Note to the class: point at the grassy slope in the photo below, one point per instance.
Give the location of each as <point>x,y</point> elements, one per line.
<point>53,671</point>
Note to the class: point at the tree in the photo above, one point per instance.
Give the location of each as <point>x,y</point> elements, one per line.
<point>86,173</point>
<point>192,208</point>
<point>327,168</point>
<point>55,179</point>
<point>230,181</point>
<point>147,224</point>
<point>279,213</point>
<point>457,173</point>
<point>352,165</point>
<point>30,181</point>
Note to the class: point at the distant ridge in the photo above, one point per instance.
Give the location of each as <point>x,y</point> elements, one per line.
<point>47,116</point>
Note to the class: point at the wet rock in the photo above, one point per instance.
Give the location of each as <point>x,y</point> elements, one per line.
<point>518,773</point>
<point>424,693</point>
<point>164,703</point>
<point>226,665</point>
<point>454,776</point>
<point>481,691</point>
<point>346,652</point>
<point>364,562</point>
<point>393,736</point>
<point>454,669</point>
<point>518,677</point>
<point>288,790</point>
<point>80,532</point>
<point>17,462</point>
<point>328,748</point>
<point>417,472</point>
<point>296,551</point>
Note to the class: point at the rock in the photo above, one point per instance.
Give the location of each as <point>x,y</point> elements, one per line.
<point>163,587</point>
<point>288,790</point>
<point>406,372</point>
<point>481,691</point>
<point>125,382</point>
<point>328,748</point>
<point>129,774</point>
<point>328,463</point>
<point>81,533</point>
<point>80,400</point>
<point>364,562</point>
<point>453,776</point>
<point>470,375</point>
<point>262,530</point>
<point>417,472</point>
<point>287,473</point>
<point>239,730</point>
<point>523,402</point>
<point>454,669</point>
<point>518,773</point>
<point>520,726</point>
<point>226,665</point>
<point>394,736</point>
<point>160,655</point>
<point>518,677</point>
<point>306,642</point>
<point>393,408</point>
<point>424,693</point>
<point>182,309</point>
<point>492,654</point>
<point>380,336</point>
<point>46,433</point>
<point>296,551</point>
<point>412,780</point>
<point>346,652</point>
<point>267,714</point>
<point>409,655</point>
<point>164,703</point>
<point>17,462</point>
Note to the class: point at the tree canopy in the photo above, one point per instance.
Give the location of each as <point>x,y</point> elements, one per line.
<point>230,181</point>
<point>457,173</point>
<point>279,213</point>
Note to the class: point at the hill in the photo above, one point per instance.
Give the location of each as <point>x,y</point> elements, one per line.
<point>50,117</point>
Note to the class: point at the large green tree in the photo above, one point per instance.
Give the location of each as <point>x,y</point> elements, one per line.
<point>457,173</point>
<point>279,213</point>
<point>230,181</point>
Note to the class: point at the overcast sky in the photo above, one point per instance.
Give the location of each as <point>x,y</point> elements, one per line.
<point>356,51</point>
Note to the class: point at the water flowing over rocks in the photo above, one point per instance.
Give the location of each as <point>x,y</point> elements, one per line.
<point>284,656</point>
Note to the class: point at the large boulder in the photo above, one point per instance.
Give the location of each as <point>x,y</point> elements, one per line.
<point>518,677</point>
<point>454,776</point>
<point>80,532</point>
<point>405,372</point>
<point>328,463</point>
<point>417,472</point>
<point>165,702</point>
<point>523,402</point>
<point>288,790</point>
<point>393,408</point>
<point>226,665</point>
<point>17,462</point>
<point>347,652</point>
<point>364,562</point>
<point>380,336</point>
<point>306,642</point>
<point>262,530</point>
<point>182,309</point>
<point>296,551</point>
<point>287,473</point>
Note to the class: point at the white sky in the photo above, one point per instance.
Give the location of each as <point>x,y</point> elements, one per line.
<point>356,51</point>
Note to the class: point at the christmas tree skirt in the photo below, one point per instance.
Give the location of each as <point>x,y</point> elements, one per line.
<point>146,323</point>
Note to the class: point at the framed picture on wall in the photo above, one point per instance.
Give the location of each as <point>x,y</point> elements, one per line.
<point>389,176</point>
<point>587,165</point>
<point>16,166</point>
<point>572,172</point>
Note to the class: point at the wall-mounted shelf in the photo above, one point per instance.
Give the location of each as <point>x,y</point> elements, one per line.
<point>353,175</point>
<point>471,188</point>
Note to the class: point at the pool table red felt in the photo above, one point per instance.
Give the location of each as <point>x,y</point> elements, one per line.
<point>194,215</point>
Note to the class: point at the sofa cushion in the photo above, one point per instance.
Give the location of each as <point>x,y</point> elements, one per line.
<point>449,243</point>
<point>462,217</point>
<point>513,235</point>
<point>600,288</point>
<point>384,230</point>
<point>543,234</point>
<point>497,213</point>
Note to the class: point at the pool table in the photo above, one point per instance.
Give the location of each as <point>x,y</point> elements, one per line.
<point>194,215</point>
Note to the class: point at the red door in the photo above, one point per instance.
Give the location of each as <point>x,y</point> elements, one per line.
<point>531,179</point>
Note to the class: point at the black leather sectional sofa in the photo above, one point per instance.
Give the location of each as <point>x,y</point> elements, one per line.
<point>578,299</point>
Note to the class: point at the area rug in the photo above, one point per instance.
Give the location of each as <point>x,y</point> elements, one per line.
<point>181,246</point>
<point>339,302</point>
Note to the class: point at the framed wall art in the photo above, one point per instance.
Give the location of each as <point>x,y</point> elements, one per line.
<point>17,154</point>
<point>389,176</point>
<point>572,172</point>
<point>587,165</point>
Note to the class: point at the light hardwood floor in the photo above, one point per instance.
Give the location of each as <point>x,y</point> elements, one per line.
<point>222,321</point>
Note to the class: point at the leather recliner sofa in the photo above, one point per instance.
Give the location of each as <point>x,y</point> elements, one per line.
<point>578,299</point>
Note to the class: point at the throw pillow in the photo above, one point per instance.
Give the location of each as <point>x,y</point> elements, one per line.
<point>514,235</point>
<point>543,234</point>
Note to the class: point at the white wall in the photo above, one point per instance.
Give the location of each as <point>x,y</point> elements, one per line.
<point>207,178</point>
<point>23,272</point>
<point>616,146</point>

*AIM*.
Output all of the material above line for line, leaving every character unchanged.

*REPLY*.
Note to the class: point at the grassy slope in the photo below, one point per instance.
Give the location of each as <point>x,y</point> elements, one per line.
<point>53,671</point>
Note to the class: point at the tree in the photo above, one point per instance.
Give the location of each as <point>x,y</point> elements, one per line.
<point>86,173</point>
<point>192,208</point>
<point>327,168</point>
<point>55,179</point>
<point>230,181</point>
<point>147,224</point>
<point>279,213</point>
<point>457,173</point>
<point>352,165</point>
<point>30,181</point>
Note to the class: point at the distant ridge in the photo above, one point per instance.
Give the location of each as <point>x,y</point> elements, one per line.
<point>47,116</point>
Note to the class: point at the wet rock in the photo above, one point per instance.
Give the location of each as <point>x,y</point> elements, one per line.
<point>518,773</point>
<point>424,693</point>
<point>164,703</point>
<point>226,665</point>
<point>454,776</point>
<point>481,691</point>
<point>346,652</point>
<point>364,562</point>
<point>393,736</point>
<point>454,669</point>
<point>518,677</point>
<point>288,790</point>
<point>80,532</point>
<point>17,462</point>
<point>328,748</point>
<point>417,472</point>
<point>296,551</point>
Note to the class: point at the rock in the photo above, one point per instance.
Give the location of each as <point>x,y</point> elements, one per line.
<point>163,587</point>
<point>288,790</point>
<point>406,372</point>
<point>481,691</point>
<point>125,382</point>
<point>328,748</point>
<point>129,774</point>
<point>328,463</point>
<point>81,533</point>
<point>80,400</point>
<point>364,562</point>
<point>453,776</point>
<point>470,375</point>
<point>262,530</point>
<point>417,472</point>
<point>287,473</point>
<point>239,730</point>
<point>523,402</point>
<point>454,669</point>
<point>518,773</point>
<point>520,726</point>
<point>226,665</point>
<point>394,736</point>
<point>160,655</point>
<point>518,677</point>
<point>306,642</point>
<point>393,408</point>
<point>424,693</point>
<point>182,309</point>
<point>492,654</point>
<point>380,336</point>
<point>46,433</point>
<point>296,551</point>
<point>412,780</point>
<point>346,652</point>
<point>267,714</point>
<point>409,655</point>
<point>164,703</point>
<point>17,462</point>
Note to the class: point at the tree canopy in the photo above, one point per instance.
Give the location of each as <point>x,y</point> elements, one per line.
<point>230,181</point>
<point>457,173</point>
<point>279,213</point>
Note to the class: point at the hill in the photo above, one point per instance.
Give the location of each as <point>x,y</point> elements, one per line.
<point>50,117</point>
Note to the class: point at the large green tree in the photo above, one point per instance.
Give the location of each as <point>x,y</point> elements, one per line.
<point>457,173</point>
<point>279,213</point>
<point>230,181</point>
Note to the class: point at the overcast sky in the photo above, one point per instance.
Give the location of each as <point>x,y</point> elements, one per line.
<point>356,51</point>
Note to the class: point at the water flowing over rocks in the photo above, one point per instance.
Give the location of each as <point>x,y</point> elements, one per line.
<point>284,656</point>
Note to the class: point at the large boulder in the photo above, one point per instance.
Give the location of each as <point>x,y</point> elements, one per line.
<point>518,677</point>
<point>454,776</point>
<point>80,532</point>
<point>405,372</point>
<point>328,463</point>
<point>417,472</point>
<point>165,702</point>
<point>523,402</point>
<point>288,790</point>
<point>393,408</point>
<point>226,665</point>
<point>17,462</point>
<point>347,652</point>
<point>364,562</point>
<point>380,336</point>
<point>306,642</point>
<point>262,530</point>
<point>182,309</point>
<point>296,551</point>
<point>287,473</point>
Note to the class: point at the white sky in the photo above, one point per instance.
Give the location of each as <point>x,y</point> elements, one per line.
<point>356,51</point>
Note to the class: point at the christmas tree skirt in the photo below, one point per instance.
Give the location of each as <point>x,y</point> elements, one per line.
<point>146,323</point>
Note to the class: point at the framed picture on wall in the photo above, one point per instance.
Give the location of each as <point>x,y</point> elements, one per line.
<point>389,176</point>
<point>587,165</point>
<point>16,166</point>
<point>572,172</point>
Note to the class: point at the wall-mounted shelf in the photo above, one point per instance.
Give the location of each as <point>x,y</point> elements, one per line.
<point>353,175</point>
<point>471,188</point>
Note to the class: point at the pool table red felt in the photo above, one point per instance.
Give the location of each as <point>x,y</point> elements, one per line.
<point>194,215</point>
Note to the class: point at the sofa cushion in the photo above, one point per instance.
Give the location of each as <point>x,y</point> elements, one per line.
<point>449,243</point>
<point>462,217</point>
<point>513,235</point>
<point>600,288</point>
<point>384,230</point>
<point>543,234</point>
<point>497,213</point>
Note to the class: point at the pool table in the photo above, one point per instance.
Give the location of each as <point>x,y</point> elements, one per line.
<point>194,215</point>
Note to the class: point at the red door in the photo above, one point per instance.
Give the location of each as <point>x,y</point> elements, one per line.
<point>531,179</point>
Note to the class: point at the black leather sectional sofa in the photo above, one point per instance.
Give the location of each as <point>x,y</point> elements, one per line.
<point>578,299</point>
Note to the class: point at the area rug in the photo above, one point per instance.
Give the location of each as <point>x,y</point> elements, one per line.
<point>181,246</point>
<point>339,302</point>
Note to the class: point at the framed wall art in the photo above, one point per instance.
Give the location of each as <point>x,y</point> elements, one per line.
<point>17,154</point>
<point>389,176</point>
<point>572,172</point>
<point>587,165</point>
Note to the class: point at the light hardwood floor in the photo above, one point per instance.
Give the location of each as <point>x,y</point> elements, one per line.
<point>222,321</point>
Note to the class: point at the leather recliner sofa in the photo above, one point per instance.
Give the location of each as <point>x,y</point> elements, one per line.
<point>578,299</point>
Note to the class: point at the throw pillow in the photo above, one point per instance.
Give the location of each as <point>x,y</point> elements, one per line.
<point>514,235</point>
<point>543,234</point>
Note to the class: point at the white wall in the photo above, one point per instance.
Give the location of each as <point>x,y</point> elements, one per line.
<point>207,178</point>
<point>23,272</point>
<point>616,146</point>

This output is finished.